§ **GIVEN PROBLEM**: Return each line of the records that contains the string "shirt". Matching is case-sensitive.

§ **SOURCE DATA**:
- - -

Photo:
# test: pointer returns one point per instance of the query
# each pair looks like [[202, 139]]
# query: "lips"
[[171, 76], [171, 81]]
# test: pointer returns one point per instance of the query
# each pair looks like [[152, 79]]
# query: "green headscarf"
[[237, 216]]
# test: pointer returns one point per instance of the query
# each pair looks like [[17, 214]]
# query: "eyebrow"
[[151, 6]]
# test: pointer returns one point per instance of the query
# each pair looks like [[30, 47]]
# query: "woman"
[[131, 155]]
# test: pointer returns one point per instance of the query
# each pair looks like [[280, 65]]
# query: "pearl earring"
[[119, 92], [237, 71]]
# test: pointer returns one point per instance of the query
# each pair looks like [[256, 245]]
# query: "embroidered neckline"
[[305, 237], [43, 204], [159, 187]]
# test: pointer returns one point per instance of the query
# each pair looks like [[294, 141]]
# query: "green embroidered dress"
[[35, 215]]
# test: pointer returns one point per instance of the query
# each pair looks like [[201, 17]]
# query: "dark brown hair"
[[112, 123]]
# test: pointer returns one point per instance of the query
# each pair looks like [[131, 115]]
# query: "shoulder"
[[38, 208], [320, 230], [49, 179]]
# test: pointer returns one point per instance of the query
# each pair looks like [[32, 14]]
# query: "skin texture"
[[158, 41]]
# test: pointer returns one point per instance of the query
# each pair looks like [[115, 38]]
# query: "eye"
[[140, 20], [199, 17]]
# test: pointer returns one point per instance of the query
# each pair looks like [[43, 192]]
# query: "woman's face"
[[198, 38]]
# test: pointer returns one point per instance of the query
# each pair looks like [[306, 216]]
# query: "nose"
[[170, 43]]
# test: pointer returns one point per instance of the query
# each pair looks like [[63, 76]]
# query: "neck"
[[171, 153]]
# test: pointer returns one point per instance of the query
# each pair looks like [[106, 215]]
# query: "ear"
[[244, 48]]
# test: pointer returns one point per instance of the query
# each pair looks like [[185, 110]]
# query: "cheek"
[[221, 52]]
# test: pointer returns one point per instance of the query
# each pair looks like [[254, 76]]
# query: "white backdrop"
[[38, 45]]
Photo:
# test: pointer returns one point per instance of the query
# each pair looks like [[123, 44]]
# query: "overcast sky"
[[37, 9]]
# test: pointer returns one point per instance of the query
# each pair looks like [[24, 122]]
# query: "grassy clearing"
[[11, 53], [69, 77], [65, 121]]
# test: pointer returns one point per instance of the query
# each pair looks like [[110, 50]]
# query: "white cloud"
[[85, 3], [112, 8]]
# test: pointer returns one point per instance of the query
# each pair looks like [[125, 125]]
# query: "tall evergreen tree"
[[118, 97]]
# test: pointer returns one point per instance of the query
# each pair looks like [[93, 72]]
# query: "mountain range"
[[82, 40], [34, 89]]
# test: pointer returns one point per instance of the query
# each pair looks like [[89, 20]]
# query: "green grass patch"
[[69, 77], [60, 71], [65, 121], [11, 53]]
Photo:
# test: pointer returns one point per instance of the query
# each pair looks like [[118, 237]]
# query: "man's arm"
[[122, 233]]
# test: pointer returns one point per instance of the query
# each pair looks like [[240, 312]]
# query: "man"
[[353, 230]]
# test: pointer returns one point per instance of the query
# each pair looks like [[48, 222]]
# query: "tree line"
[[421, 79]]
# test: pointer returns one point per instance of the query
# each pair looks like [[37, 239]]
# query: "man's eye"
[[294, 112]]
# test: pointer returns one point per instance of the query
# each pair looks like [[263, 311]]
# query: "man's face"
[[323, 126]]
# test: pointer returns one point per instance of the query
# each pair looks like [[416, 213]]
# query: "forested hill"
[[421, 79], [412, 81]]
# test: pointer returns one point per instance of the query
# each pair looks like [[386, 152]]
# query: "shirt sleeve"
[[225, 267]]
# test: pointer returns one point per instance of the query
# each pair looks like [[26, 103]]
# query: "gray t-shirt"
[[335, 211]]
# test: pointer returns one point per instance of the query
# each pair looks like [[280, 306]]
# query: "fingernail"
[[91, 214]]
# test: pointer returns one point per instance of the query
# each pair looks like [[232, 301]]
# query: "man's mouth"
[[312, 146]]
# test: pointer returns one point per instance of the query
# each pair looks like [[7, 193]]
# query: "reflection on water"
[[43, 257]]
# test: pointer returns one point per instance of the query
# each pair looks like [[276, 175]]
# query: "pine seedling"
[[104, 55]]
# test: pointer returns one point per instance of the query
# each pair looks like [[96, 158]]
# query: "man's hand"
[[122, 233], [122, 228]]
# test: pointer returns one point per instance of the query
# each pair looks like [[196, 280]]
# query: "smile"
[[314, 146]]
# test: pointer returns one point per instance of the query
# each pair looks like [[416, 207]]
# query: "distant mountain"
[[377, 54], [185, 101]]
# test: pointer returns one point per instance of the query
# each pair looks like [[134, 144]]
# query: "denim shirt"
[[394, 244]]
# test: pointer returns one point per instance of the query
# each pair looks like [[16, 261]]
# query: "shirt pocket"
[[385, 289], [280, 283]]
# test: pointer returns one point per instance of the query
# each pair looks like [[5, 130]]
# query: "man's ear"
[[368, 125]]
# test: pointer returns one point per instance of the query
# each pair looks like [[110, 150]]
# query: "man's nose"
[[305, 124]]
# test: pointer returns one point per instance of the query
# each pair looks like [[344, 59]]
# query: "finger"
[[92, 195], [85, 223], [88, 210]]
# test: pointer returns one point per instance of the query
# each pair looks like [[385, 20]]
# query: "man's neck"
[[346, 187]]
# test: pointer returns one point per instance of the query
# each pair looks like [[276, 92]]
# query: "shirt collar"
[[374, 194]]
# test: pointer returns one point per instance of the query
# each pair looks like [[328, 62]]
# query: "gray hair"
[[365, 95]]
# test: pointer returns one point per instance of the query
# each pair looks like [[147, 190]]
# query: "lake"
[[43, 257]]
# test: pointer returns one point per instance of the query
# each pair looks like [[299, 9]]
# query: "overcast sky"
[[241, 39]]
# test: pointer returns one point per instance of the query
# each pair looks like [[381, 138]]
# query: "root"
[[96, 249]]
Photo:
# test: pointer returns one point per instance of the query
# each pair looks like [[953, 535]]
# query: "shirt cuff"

- - -

§ **ANSWER TO THIS TASK**:
# query: "shirt sleeve"
# query: "gray t-shirt"
# query: "denim shirt"
# query: "shirt pocket"
# query: "shirt collar"
# query: "shirt cuff"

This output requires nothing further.